Page extract: Begin

Establishment And Spread

The majority of introduced insects, like most introduced species, do not survive, although only biological control introductions generate substantial data on failed introductions. For parasitoid species introduced to control insect pests, only about 30% establish populations, whereas for all insects introduced for plant control, the comparable figure is about 60%. Because biocontrol candidates are chosen and often tested for survival in the target environment, one might expect failure rates for inadvertently introduced introductions to be even higher. For most taxa, invasion biologists believe that 5 to 20% of introduced species establish populations, although many of these may remain for years or in perpetuity near the point of introduction, and a large fraction are restricted to anthropogenous habitats such as human habitations or agricultural fields.

Page extract: End

*Required action*
In the passage on insect establishment, what share of parasitoid species introduced to control insect pests establish populations? The items aren't needed here.

Data excerpts: Begin

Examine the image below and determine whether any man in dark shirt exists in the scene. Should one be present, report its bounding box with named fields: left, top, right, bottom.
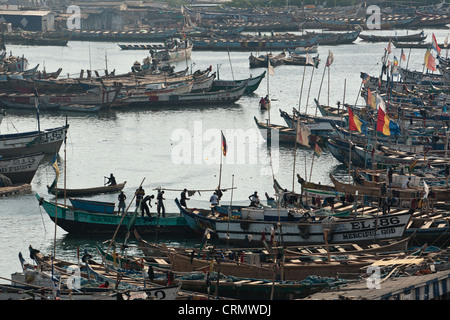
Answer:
left=156, top=191, right=166, bottom=218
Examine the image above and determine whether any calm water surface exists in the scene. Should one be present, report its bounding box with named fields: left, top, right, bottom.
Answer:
left=0, top=30, right=448, bottom=282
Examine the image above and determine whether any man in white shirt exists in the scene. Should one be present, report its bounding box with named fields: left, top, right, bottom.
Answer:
left=209, top=191, right=219, bottom=214
left=402, top=177, right=411, bottom=189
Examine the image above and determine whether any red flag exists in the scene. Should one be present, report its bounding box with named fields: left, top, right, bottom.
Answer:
left=400, top=49, right=406, bottom=61
left=220, top=131, right=228, bottom=156
left=431, top=33, right=441, bottom=54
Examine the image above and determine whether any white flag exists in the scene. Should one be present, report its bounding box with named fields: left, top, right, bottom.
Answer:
left=267, top=59, right=275, bottom=76
left=423, top=181, right=430, bottom=199
left=297, top=121, right=311, bottom=147
left=306, top=53, right=314, bottom=66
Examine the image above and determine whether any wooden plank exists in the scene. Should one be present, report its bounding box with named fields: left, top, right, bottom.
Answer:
left=420, top=221, right=434, bottom=229
left=155, top=258, right=168, bottom=265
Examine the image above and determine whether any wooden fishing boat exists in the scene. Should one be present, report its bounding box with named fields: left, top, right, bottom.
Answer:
left=36, top=194, right=195, bottom=237
left=150, top=39, right=193, bottom=62
left=154, top=271, right=352, bottom=300
left=175, top=198, right=411, bottom=247
left=392, top=40, right=444, bottom=49
left=284, top=53, right=320, bottom=68
left=119, top=80, right=195, bottom=104
left=116, top=83, right=247, bottom=108
left=160, top=241, right=406, bottom=281
left=254, top=117, right=334, bottom=146
left=0, top=152, right=45, bottom=184
left=330, top=174, right=450, bottom=201
left=117, top=43, right=164, bottom=51
left=65, top=28, right=178, bottom=42
left=288, top=44, right=319, bottom=55
left=0, top=86, right=121, bottom=110
left=86, top=261, right=181, bottom=300
left=359, top=30, right=427, bottom=42
left=191, top=72, right=216, bottom=93
left=248, top=51, right=287, bottom=68
left=0, top=125, right=69, bottom=157
left=297, top=174, right=344, bottom=199
left=306, top=26, right=362, bottom=46
left=192, top=35, right=319, bottom=52
left=211, top=71, right=266, bottom=93
left=47, top=181, right=127, bottom=197
left=69, top=198, right=115, bottom=214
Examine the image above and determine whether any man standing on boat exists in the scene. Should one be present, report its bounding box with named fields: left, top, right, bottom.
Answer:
left=248, top=191, right=259, bottom=207
left=134, top=186, right=145, bottom=208
left=117, top=191, right=127, bottom=213
left=106, top=173, right=117, bottom=186
left=156, top=191, right=166, bottom=218
left=209, top=191, right=219, bottom=215
left=180, top=188, right=190, bottom=208
left=141, top=194, right=155, bottom=218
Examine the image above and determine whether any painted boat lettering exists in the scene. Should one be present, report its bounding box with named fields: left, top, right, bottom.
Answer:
left=350, top=217, right=400, bottom=230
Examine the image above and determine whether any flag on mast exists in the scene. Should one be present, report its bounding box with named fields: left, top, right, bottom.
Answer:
left=220, top=130, right=228, bottom=156
left=424, top=49, right=436, bottom=71
left=326, top=50, right=334, bottom=67
left=431, top=33, right=441, bottom=54
left=297, top=121, right=311, bottom=147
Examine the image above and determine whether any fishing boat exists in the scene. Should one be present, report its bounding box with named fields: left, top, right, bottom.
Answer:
left=116, top=83, right=247, bottom=108
left=86, top=261, right=181, bottom=301
left=36, top=194, right=194, bottom=237
left=119, top=80, right=195, bottom=104
left=288, top=44, right=319, bottom=55
left=150, top=39, right=193, bottom=62
left=154, top=271, right=352, bottom=301
left=174, top=196, right=411, bottom=246
left=191, top=72, right=216, bottom=93
left=211, top=71, right=266, bottom=93
left=284, top=52, right=320, bottom=68
left=248, top=51, right=286, bottom=68
left=297, top=174, right=344, bottom=199
left=69, top=198, right=115, bottom=214
left=0, top=125, right=69, bottom=157
left=359, top=30, right=427, bottom=42
left=117, top=44, right=164, bottom=50
left=192, top=35, right=318, bottom=52
left=0, top=86, right=121, bottom=110
left=0, top=152, right=45, bottom=184
left=65, top=28, right=178, bottom=42
left=253, top=117, right=334, bottom=145
left=306, top=26, right=362, bottom=45
left=161, top=241, right=408, bottom=285
left=47, top=179, right=127, bottom=197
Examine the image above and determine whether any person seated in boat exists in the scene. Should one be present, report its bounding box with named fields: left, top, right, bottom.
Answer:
left=248, top=191, right=260, bottom=207
left=216, top=186, right=223, bottom=201
left=141, top=194, right=155, bottom=218
left=180, top=188, right=190, bottom=208
left=117, top=191, right=127, bottom=213
left=209, top=191, right=219, bottom=215
left=156, top=191, right=166, bottom=218
left=259, top=97, right=266, bottom=108
left=134, top=186, right=145, bottom=208
left=402, top=177, right=411, bottom=189
left=106, top=173, right=117, bottom=186
left=283, top=189, right=290, bottom=208
left=444, top=163, right=450, bottom=188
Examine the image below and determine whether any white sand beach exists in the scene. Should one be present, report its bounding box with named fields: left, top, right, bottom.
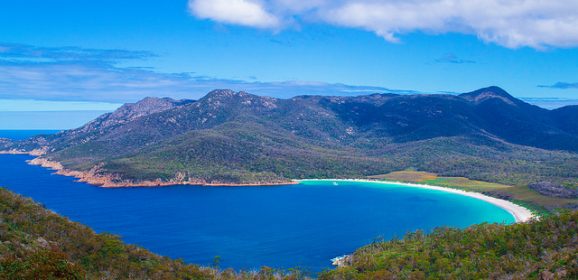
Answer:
left=298, top=179, right=537, bottom=223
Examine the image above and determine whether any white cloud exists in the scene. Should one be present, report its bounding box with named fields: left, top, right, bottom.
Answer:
left=189, top=0, right=279, bottom=28
left=189, top=0, right=578, bottom=48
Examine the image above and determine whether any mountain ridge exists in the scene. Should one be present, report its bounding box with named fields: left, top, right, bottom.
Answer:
left=3, top=87, right=578, bottom=199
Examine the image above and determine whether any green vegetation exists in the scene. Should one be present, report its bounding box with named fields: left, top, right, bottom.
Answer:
left=7, top=87, right=578, bottom=211
left=0, top=189, right=303, bottom=279
left=320, top=212, right=578, bottom=279
left=0, top=186, right=578, bottom=280
left=368, top=170, right=578, bottom=212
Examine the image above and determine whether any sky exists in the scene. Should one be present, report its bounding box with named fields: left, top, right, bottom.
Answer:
left=0, top=0, right=578, bottom=129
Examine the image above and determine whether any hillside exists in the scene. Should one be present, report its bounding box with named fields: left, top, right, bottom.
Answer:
left=0, top=87, right=578, bottom=206
left=0, top=189, right=578, bottom=280
left=0, top=188, right=304, bottom=279
left=320, top=212, right=578, bottom=279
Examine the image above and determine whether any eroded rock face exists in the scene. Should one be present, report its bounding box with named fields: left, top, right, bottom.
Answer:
left=528, top=182, right=578, bottom=198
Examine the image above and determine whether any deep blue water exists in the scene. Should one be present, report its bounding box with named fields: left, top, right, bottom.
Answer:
left=0, top=130, right=59, bottom=140
left=0, top=152, right=513, bottom=272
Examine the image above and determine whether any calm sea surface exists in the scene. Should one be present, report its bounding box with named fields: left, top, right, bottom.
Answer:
left=0, top=130, right=59, bottom=140
left=0, top=132, right=514, bottom=272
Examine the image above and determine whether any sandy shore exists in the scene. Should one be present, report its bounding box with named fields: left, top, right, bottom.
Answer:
left=299, top=179, right=537, bottom=223
left=25, top=156, right=298, bottom=188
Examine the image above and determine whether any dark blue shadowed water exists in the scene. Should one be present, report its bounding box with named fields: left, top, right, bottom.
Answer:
left=0, top=155, right=513, bottom=271
left=0, top=130, right=60, bottom=140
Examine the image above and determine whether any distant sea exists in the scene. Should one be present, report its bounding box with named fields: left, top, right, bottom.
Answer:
left=0, top=131, right=514, bottom=272
left=0, top=130, right=60, bottom=140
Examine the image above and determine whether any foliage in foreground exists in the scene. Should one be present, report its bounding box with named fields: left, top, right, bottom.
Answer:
left=0, top=186, right=578, bottom=279
left=320, top=211, right=578, bottom=279
left=0, top=189, right=303, bottom=279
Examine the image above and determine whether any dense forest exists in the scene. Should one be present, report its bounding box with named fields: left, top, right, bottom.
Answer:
left=320, top=212, right=578, bottom=279
left=0, top=189, right=303, bottom=279
left=0, top=189, right=578, bottom=279
left=6, top=87, right=578, bottom=195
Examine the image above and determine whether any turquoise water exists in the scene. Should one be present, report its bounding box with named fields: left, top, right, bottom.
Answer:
left=0, top=130, right=514, bottom=272
left=0, top=130, right=59, bottom=140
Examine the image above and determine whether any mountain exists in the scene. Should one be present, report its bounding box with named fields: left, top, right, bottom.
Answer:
left=8, top=87, right=578, bottom=190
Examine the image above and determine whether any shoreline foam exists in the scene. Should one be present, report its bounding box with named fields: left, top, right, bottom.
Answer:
left=5, top=152, right=538, bottom=223
left=298, top=179, right=538, bottom=223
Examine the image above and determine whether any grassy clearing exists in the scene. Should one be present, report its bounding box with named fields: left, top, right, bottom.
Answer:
left=368, top=170, right=578, bottom=215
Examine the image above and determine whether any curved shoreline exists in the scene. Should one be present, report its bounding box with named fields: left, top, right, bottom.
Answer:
left=5, top=150, right=538, bottom=223
left=297, top=179, right=538, bottom=223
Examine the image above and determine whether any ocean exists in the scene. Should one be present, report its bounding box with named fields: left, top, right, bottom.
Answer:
left=0, top=132, right=514, bottom=272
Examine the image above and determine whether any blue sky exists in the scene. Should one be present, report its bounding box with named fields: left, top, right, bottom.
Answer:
left=0, top=0, right=578, bottom=128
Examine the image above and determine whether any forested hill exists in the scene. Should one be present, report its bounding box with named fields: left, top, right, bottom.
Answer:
left=4, top=87, right=578, bottom=190
left=320, top=212, right=578, bottom=280
left=0, top=188, right=578, bottom=280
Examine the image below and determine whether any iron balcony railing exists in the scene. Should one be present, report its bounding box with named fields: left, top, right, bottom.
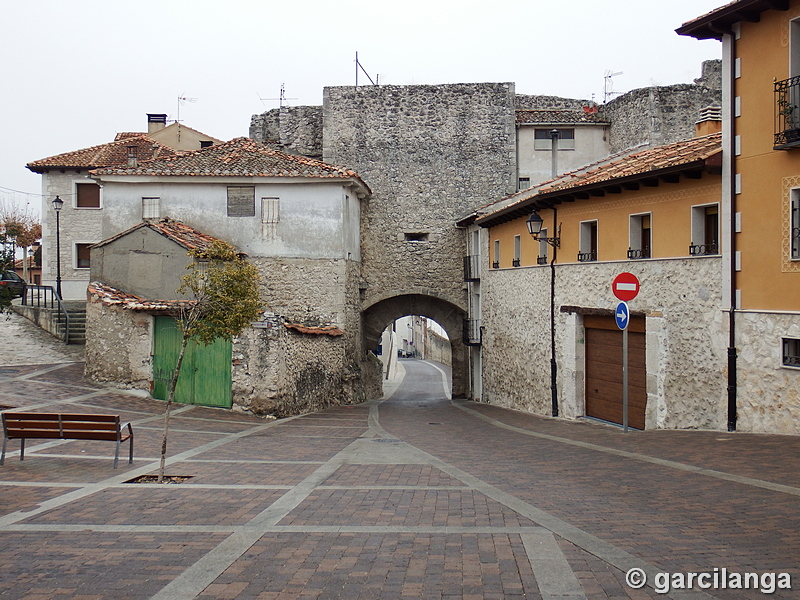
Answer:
left=22, top=285, right=69, bottom=344
left=628, top=248, right=650, bottom=260
left=689, top=244, right=719, bottom=256
left=773, top=76, right=800, bottom=150
left=464, top=319, right=483, bottom=346
left=464, top=254, right=481, bottom=281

Data excerpts: End

*Exercise answer*
About 30%.